# [Énoncé 1]
Filtrez les entrées et recopiez chaque ligne qui contient le mot « roof ».

# [Texte à lire]
#####

Très cher Monsieur machin dont je ne connais pas le nom, avez-vous d'ailleurs existé?
Peut-être que non. Peut-être êtes vous une entité collective, et dans ce cas c'est à plusieurs que je m'adresse. Peut-être faut-il que je remonte plus loin pour retrouver le père de cet objet pour l'existence duquel je m'en vais présentement vous féliciter.
De tous les modes de transport que l'homme s'est mis en devoir de mettre au point pour coloniser son espace, le train est certainement le plus civilisé. Ce n'est là pas seulement l'effet des rails et des planifications qu'ils imposent, c'est aussi fonction de temps et d'espaces.
J'aime bien les bulles du train. J'aime qu'elles m'englobent, m'enrobent.
Il y a des années de ça, je prenais fréquemment la même ligne, une ligne à grande vitesse, avec un enfant qui n'était pas le mien, mais que j'amenais de gare en gare. Nous ne nous connaissions pas, lui et moi. C'était un magnifique métisse, et je l'appelais "mon petit kiwi". Les plus jeunes ne peuvent pas comprendre.
Mon petit kiwi, avec qui s'était nouée une relation de confiance et de proximité, aimait bien le train. Je le récupérais sur le quai, où ses parents me l'amenaient, et je l'amenait à ses grands parents, sur le quai de destination. Je voyageais moitié prix, avec la carte Kiwi©, ses parents soufflaient un week-end, lui retrouvait le jardin de ses grands-parents.

#####

# [Énoncé 2]
Dans le texte sur le train, quelle carte permettait de voyager à moitié prix ?

#####

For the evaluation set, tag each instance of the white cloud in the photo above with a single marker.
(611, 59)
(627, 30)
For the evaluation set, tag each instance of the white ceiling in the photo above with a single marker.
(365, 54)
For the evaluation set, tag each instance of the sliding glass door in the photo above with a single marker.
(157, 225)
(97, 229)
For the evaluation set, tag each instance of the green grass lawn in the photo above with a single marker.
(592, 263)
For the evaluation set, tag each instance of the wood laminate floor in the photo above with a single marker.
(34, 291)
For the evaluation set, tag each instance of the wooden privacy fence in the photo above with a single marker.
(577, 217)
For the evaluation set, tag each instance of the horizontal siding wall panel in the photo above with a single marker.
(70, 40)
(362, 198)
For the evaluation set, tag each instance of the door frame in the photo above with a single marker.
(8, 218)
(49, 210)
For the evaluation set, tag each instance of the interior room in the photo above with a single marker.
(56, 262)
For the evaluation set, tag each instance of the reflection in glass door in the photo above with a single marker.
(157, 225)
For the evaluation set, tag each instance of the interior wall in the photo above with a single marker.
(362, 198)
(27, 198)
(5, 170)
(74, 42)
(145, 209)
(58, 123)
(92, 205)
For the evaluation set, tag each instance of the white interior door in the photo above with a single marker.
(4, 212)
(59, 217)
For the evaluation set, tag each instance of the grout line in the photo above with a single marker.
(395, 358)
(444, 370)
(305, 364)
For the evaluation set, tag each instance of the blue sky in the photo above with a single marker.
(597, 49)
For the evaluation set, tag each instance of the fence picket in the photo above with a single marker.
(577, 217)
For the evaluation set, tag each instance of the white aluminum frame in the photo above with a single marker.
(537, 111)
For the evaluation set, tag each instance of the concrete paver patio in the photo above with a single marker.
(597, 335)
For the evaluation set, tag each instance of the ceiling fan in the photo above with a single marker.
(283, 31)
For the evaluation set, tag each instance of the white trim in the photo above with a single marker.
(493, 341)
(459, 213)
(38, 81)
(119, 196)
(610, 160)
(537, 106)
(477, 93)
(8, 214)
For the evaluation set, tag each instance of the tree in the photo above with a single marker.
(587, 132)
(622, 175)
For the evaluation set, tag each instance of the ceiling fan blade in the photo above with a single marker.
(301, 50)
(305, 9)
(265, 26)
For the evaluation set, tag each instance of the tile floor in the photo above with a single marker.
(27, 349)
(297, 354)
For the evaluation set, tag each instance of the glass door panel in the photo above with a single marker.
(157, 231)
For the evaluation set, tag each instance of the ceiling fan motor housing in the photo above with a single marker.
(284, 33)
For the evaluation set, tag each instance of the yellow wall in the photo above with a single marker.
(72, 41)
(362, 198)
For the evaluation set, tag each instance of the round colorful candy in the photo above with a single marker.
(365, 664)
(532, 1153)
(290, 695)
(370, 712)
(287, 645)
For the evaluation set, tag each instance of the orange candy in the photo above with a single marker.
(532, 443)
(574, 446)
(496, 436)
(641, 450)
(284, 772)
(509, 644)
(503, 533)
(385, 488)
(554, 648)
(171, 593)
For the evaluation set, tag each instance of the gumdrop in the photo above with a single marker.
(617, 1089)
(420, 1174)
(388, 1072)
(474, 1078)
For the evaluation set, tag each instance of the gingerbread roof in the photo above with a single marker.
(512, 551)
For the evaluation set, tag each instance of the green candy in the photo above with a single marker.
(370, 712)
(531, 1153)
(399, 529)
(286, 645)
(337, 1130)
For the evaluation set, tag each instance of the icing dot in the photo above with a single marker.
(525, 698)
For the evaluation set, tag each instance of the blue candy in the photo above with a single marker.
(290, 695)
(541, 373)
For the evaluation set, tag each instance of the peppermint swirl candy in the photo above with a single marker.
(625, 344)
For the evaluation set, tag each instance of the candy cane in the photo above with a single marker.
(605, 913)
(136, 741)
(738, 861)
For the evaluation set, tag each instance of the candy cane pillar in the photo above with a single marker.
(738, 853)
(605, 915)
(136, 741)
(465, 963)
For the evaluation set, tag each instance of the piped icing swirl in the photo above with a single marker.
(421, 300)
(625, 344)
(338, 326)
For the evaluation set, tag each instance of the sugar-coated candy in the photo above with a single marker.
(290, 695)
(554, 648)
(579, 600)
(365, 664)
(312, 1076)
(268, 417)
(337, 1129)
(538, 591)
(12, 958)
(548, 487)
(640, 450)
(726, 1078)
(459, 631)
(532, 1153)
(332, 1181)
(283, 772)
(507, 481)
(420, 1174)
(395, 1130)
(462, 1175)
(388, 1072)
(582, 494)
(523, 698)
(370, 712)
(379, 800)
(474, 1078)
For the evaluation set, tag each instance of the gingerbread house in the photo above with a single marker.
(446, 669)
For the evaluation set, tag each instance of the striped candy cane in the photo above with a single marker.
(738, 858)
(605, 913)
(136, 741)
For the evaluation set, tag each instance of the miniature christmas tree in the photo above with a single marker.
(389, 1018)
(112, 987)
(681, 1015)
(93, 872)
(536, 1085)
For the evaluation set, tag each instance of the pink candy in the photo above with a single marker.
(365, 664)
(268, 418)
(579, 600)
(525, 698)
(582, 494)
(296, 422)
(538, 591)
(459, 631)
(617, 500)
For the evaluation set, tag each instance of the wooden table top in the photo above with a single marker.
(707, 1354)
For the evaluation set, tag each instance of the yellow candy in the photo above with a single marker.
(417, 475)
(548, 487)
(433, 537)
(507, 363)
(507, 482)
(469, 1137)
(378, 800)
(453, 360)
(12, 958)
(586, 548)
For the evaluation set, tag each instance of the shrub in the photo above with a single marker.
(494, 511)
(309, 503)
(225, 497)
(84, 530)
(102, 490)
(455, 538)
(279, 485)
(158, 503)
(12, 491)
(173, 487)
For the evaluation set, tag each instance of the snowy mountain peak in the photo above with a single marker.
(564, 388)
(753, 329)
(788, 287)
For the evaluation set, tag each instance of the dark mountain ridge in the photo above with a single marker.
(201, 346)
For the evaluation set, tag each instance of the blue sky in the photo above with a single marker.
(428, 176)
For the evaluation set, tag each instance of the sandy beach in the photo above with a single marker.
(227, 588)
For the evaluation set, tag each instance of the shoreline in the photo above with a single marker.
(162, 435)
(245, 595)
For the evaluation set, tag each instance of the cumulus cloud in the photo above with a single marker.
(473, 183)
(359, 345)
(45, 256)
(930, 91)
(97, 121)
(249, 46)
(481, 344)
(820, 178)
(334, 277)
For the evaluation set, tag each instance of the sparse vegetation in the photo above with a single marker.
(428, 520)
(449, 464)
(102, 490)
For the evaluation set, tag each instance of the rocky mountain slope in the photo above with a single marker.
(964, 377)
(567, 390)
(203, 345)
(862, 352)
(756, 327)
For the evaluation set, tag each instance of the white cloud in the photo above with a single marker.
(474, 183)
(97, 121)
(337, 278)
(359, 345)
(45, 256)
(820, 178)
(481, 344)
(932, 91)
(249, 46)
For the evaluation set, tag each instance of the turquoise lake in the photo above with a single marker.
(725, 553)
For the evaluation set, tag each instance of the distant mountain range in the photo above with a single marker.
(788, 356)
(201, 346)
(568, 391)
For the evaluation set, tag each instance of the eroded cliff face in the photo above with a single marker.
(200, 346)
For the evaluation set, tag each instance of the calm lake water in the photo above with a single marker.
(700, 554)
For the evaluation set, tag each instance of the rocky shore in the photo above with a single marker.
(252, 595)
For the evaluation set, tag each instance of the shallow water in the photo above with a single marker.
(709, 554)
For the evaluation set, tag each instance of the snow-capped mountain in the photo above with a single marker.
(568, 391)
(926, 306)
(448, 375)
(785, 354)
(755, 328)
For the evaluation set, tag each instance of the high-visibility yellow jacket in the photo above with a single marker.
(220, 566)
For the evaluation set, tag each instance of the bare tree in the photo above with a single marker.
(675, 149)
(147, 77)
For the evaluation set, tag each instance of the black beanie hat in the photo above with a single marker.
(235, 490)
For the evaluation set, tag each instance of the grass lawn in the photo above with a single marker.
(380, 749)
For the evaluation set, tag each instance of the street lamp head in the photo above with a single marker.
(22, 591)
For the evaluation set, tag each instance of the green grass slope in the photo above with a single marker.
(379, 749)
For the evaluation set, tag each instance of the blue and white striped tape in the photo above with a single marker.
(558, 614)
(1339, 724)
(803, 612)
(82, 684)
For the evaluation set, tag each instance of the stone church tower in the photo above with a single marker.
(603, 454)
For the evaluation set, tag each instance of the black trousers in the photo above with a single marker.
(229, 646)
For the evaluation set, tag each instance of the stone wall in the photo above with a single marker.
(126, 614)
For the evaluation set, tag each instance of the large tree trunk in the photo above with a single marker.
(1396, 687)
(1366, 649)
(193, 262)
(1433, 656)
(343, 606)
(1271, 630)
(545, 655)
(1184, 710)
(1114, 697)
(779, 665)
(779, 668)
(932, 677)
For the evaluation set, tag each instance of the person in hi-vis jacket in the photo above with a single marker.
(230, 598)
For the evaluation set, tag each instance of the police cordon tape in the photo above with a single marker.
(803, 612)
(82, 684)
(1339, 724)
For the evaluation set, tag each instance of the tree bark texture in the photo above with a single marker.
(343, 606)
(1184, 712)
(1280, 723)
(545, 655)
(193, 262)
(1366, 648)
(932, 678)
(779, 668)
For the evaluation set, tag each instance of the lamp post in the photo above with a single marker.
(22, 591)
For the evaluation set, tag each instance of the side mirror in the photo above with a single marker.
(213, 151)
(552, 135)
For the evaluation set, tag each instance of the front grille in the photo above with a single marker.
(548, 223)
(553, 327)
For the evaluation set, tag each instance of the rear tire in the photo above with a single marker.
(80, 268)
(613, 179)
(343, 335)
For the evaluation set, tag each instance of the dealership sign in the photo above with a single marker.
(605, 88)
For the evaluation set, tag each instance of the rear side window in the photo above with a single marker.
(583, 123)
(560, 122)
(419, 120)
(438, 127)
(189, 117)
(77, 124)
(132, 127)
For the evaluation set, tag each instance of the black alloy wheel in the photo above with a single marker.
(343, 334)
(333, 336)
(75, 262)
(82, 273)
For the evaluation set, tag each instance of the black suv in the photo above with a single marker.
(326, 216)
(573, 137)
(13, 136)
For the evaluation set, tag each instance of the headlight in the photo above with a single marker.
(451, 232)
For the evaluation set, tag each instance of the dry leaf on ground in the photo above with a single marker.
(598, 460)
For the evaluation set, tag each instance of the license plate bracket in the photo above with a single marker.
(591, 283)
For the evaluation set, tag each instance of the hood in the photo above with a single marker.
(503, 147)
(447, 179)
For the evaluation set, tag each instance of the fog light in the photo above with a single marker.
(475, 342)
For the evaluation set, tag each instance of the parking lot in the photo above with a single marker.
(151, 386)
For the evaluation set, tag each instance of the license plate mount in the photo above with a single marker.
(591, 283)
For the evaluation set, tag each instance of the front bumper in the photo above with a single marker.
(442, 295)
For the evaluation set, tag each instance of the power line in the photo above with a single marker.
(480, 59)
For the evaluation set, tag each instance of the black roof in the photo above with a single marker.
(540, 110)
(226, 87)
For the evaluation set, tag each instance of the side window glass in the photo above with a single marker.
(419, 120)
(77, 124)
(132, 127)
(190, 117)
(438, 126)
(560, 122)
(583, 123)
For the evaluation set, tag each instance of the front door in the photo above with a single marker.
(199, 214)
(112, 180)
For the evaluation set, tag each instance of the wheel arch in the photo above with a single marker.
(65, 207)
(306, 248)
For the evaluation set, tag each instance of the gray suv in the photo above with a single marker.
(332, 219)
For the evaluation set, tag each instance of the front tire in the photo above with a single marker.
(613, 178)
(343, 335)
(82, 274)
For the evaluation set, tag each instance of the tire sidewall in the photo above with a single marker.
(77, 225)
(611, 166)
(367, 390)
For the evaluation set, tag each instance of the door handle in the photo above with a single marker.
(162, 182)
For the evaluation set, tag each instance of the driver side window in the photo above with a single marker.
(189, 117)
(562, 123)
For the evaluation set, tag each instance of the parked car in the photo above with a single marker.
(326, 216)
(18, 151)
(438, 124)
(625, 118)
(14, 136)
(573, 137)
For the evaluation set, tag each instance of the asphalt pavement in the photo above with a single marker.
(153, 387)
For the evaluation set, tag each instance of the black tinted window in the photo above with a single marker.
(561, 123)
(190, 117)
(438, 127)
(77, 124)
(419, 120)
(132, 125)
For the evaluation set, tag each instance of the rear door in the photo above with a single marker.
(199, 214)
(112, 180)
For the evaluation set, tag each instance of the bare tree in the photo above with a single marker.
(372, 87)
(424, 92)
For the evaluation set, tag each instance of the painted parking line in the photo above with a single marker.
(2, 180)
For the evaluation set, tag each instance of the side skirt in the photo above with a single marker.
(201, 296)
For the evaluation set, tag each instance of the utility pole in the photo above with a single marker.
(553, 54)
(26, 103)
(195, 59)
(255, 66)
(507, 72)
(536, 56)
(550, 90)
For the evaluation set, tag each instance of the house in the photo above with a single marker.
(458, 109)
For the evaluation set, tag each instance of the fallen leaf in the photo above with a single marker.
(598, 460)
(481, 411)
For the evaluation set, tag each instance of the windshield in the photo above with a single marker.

#####

# [Réponse complète 1]
For the evaluation set, tag each instance of the gingerbread roof in the photo above with a single marker.
For the evaluation set, tag each instance of the black roof in the photo above with a single marker.

# [Réponse complète 2]
La carte Kiwi©.